» **Exercise material**:
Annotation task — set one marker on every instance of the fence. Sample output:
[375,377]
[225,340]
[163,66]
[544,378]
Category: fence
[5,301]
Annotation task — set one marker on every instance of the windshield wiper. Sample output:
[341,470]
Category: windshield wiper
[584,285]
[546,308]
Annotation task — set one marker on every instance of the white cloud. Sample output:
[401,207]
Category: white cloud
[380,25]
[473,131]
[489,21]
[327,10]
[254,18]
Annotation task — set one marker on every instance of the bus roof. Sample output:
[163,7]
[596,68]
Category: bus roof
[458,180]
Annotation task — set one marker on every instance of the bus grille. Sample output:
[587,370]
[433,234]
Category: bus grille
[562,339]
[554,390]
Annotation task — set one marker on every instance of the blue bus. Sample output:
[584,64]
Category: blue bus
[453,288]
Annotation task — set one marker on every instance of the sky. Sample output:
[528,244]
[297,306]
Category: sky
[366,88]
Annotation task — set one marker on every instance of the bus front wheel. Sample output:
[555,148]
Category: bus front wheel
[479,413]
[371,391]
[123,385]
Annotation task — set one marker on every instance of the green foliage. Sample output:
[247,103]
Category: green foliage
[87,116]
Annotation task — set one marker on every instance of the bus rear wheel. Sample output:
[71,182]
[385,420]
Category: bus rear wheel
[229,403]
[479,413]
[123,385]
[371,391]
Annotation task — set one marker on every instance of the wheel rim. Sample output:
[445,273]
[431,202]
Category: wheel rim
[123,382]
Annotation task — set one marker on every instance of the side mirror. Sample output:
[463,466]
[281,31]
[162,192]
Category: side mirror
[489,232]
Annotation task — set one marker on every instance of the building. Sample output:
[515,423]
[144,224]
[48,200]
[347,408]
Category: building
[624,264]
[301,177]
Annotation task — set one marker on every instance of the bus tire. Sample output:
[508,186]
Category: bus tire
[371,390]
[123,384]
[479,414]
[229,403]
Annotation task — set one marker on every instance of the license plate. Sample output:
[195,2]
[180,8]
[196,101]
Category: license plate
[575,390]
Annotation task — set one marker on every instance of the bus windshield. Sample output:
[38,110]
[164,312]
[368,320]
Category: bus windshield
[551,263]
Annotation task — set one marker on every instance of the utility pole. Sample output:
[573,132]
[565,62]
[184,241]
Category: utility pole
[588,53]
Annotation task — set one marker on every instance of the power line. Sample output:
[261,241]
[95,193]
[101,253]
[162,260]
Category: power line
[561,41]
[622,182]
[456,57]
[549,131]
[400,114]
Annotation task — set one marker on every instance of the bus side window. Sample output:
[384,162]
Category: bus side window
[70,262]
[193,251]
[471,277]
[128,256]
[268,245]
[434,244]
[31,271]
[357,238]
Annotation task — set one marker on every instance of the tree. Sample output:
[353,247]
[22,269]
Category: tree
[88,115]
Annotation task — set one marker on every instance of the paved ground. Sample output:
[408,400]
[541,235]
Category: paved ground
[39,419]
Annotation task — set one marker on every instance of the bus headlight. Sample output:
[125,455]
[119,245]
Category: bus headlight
...
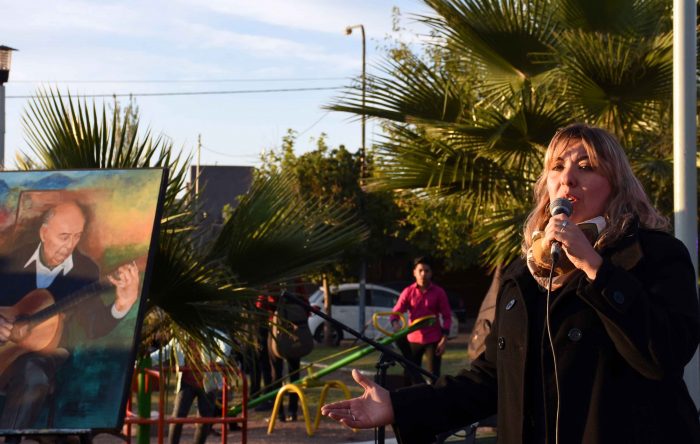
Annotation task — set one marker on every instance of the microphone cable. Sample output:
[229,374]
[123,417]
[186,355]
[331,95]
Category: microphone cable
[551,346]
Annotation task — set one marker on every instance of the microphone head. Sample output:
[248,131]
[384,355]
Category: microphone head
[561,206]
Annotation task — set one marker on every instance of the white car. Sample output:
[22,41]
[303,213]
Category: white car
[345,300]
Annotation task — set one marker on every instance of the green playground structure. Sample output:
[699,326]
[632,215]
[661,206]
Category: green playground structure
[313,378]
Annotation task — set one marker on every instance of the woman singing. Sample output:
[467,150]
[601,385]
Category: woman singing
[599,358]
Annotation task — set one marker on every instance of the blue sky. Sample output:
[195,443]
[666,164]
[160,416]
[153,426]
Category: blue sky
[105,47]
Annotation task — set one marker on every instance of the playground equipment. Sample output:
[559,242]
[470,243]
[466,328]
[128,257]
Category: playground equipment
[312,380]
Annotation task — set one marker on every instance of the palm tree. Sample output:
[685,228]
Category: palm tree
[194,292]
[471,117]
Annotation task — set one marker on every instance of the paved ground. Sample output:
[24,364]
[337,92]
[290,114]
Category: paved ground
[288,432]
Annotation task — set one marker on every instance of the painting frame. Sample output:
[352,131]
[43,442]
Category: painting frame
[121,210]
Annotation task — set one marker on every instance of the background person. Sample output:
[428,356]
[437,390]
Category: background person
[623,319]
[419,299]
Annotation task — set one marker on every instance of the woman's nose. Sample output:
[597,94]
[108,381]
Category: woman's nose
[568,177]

» **Goal of the exercise**:
How many lines of the records above contain the string "tree"? Give only the number.

» **Answer below**:
4